▶ [DATASET]:
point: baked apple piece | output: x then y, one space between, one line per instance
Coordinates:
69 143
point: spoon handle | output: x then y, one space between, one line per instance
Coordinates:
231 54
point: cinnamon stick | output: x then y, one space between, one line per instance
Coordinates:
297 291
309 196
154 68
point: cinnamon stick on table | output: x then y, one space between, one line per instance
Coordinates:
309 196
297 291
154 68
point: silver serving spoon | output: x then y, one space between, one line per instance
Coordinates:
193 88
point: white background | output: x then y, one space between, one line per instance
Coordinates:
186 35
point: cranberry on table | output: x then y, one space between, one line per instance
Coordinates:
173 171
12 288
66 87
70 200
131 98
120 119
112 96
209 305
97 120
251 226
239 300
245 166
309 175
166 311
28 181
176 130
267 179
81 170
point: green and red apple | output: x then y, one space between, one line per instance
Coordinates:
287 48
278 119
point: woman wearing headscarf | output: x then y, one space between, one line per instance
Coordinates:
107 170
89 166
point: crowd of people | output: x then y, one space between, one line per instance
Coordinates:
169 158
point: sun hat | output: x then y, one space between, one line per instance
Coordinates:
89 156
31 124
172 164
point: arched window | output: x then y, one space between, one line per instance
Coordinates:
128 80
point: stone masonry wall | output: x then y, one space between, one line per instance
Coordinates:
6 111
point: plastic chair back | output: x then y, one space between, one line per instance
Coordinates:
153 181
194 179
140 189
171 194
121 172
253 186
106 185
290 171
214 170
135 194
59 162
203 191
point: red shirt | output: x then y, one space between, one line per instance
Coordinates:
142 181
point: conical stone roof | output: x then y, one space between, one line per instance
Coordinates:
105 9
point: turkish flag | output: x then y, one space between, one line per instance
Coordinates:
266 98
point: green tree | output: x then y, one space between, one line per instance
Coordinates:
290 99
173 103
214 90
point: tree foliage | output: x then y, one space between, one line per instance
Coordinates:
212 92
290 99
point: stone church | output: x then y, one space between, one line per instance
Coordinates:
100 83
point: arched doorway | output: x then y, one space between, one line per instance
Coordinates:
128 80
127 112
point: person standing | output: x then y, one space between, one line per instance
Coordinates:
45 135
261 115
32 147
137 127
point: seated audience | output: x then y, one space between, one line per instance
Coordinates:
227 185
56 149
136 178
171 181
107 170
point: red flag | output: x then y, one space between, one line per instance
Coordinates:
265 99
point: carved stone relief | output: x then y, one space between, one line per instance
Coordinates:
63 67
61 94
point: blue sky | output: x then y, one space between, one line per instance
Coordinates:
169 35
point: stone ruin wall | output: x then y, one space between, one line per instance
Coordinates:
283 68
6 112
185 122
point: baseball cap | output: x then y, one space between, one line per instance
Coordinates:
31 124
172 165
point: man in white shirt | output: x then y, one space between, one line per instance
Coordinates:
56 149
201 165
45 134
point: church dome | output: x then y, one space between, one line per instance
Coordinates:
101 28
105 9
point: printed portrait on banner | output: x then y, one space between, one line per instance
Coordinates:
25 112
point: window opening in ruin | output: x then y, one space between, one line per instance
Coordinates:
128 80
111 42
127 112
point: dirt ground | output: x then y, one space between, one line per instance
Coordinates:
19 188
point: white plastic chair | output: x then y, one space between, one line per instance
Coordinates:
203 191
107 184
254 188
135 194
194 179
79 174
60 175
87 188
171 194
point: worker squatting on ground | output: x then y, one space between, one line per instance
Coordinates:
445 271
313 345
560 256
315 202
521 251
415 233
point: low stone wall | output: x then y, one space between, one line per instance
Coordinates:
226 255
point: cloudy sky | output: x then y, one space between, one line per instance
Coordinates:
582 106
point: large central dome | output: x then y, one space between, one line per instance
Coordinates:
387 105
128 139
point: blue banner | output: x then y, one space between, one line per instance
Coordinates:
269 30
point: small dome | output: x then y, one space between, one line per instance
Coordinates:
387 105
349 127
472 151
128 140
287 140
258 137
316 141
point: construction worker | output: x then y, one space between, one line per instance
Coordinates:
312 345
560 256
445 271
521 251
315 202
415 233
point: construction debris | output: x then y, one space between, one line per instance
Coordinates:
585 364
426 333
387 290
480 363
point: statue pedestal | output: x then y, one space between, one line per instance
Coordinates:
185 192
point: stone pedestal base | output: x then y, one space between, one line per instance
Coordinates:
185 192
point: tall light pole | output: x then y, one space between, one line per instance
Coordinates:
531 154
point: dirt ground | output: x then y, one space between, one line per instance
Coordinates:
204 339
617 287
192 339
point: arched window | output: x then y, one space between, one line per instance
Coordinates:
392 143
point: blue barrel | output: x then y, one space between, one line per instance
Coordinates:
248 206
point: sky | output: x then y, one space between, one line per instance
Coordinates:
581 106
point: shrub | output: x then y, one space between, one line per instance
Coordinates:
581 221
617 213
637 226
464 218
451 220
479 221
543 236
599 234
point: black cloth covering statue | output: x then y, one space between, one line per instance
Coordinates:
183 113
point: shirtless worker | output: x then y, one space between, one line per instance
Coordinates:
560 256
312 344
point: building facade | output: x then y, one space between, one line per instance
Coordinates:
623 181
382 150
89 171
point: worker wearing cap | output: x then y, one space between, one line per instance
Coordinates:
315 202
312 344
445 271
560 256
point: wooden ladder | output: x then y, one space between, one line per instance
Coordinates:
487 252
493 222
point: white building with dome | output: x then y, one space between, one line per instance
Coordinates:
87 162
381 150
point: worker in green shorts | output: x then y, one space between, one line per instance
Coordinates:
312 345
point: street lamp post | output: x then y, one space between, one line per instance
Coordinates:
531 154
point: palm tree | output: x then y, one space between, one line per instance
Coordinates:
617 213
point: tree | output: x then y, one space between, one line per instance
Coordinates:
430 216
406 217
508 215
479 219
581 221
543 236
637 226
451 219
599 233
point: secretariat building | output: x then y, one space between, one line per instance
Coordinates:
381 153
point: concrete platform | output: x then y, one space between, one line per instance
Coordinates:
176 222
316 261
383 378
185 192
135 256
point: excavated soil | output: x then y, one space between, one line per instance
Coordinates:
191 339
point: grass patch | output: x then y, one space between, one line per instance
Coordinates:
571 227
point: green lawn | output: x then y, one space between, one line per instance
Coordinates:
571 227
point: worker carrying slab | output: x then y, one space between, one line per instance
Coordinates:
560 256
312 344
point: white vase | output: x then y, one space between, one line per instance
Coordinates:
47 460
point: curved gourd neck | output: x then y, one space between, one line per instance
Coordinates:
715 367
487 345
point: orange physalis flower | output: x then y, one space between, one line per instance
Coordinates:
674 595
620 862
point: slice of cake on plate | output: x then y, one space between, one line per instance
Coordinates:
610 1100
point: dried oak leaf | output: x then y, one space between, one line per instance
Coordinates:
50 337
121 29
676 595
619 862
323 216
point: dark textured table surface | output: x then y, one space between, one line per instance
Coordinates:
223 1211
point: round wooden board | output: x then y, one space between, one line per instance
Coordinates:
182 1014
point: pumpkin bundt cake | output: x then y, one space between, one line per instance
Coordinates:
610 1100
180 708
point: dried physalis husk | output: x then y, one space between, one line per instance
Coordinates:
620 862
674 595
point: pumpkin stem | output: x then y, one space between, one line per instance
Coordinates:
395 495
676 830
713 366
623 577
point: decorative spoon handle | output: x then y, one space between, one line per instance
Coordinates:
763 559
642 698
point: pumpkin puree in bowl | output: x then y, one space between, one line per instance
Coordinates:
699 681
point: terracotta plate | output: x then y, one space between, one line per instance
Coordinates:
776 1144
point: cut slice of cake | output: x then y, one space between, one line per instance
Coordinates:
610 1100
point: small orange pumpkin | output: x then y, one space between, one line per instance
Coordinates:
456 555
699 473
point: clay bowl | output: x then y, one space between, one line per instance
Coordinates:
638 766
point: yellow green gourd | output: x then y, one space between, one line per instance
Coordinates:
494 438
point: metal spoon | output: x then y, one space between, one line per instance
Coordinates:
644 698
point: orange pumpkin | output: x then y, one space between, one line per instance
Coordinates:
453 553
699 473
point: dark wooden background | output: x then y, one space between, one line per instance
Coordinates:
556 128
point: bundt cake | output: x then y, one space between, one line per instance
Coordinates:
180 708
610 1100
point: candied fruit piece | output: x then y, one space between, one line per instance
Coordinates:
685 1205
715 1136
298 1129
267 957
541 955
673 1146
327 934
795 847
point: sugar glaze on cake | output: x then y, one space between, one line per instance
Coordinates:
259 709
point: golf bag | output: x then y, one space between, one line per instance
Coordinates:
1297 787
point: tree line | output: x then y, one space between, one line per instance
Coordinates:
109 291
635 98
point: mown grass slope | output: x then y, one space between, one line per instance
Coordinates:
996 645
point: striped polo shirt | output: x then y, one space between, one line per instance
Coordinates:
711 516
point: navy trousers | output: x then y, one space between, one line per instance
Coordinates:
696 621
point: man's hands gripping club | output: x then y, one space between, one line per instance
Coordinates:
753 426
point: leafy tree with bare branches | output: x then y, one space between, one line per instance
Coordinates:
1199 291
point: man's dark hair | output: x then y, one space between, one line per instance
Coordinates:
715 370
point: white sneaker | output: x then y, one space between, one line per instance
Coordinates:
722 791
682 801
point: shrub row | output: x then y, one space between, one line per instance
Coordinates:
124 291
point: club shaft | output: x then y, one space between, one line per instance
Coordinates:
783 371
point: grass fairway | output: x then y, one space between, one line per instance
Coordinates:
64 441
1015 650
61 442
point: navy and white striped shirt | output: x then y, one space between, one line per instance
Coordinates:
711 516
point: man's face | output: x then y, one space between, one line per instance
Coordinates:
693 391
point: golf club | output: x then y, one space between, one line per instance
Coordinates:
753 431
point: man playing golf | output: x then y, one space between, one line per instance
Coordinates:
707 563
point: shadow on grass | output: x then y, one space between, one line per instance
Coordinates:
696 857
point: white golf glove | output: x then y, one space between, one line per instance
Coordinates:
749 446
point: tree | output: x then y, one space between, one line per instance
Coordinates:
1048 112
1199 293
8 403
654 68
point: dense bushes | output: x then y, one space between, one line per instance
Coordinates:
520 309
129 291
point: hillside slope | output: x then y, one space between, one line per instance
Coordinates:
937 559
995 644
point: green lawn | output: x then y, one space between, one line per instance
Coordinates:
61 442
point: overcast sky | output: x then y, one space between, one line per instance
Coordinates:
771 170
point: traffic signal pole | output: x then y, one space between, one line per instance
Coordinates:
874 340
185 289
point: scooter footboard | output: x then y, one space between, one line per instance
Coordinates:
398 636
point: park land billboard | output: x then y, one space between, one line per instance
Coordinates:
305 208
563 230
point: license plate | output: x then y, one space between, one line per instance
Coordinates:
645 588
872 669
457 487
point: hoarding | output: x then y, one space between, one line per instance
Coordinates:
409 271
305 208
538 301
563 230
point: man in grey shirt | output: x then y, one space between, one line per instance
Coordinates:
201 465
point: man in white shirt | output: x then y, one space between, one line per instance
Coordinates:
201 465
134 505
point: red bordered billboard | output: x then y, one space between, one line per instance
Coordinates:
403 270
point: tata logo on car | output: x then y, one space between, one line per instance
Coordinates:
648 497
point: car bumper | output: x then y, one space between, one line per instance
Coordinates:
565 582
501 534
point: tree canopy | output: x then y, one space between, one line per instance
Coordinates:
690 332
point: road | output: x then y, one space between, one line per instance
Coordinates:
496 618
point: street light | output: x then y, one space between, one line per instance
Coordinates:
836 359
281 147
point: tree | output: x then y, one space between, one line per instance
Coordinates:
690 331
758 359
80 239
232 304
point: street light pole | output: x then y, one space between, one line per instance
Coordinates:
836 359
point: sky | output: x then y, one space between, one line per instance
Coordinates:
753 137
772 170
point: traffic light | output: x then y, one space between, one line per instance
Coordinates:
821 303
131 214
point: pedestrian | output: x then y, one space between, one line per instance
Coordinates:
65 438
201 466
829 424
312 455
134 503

▶ [EXERCISE BRIEF]:
The answer consists only of the lines from the one containing "point: tata logo" to the end of the records, each written out exactly.

▶ [REPLY TO THE EXERCISE]:
point: tata logo on car | output: x then y, one space between, one line per instance
Coordinates:
648 497
point: car bumper | output: x then y, one space between, one line per instance
Coordinates:
565 582
501 534
point: tree canopy | output: x then y, one space between, one line per instance
Coordinates:
690 332
point: road | output: x then y, one space between, one line per instance
Coordinates:
496 618
point: street light | output: x then y, one space between, one line per instance
Coordinates:
836 359
281 147
point: tree | output: x then y, one space between, one line per instance
Coordinates:
690 331
758 359
80 239
232 304
point: street light pole | output: x then y, one space between, one line per instance
Coordinates:
836 359
point: sky | output: x then y, one space between, one line per instance
Coordinates:
753 137
772 170
point: traffic light | output: x then y, one space between, one line per instance
Coordinates:
821 303
131 214
point: pedestrian | output: x then y, one space between, one line per instance
Coordinates:
65 438
201 466
829 424
312 455
134 503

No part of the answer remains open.